* Цель задания *
Перепишите весь листинг ниже строка в строку, без единого изменения. Изображения в ответ не включайте.

Извлечённые записи данных:
────────────────

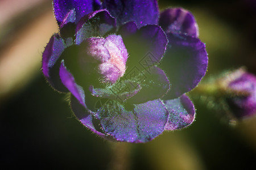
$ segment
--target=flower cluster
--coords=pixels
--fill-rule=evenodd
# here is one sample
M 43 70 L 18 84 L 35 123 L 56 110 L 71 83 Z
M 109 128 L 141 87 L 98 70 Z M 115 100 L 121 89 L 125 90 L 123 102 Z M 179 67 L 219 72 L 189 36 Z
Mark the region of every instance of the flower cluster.
M 189 12 L 159 14 L 156 0 L 53 5 L 60 32 L 46 47 L 42 71 L 52 87 L 71 93 L 86 127 L 108 140 L 139 143 L 193 122 L 184 94 L 205 75 L 208 57 Z

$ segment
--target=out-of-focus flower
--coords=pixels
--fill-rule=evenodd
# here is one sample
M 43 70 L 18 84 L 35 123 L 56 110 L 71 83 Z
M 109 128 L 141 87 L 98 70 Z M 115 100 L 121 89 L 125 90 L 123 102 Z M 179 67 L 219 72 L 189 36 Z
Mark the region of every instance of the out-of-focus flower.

────────────────

* Ответ на задание *
$ segment
--target=flower cluster
--coords=pixels
--fill-rule=evenodd
# here is one sample
M 43 70 L 18 84 L 35 123 L 56 110 L 71 83 Z
M 109 128 L 141 87 L 98 70 Z M 115 100 L 121 89 L 125 90 L 123 102 Z M 179 67 L 219 72 L 189 36 Z
Mark the region of every instance of the flower cluster.
M 189 12 L 159 14 L 156 0 L 53 5 L 60 32 L 46 47 L 42 71 L 52 87 L 71 93 L 86 127 L 108 140 L 139 143 L 193 122 L 184 94 L 205 75 L 208 57 Z

$ segment
--target=out-of-focus flower
--coords=pixels
--fill-rule=evenodd
# here is one sample
M 43 70 L 18 84 L 35 123 L 56 110 L 71 83 Z
M 109 128 L 141 87 L 98 70 Z M 115 100 L 121 89 L 125 90 L 123 102 Z M 179 67 L 219 72 L 189 36 Z
Mark the region of every instance of the out-of-focus flower.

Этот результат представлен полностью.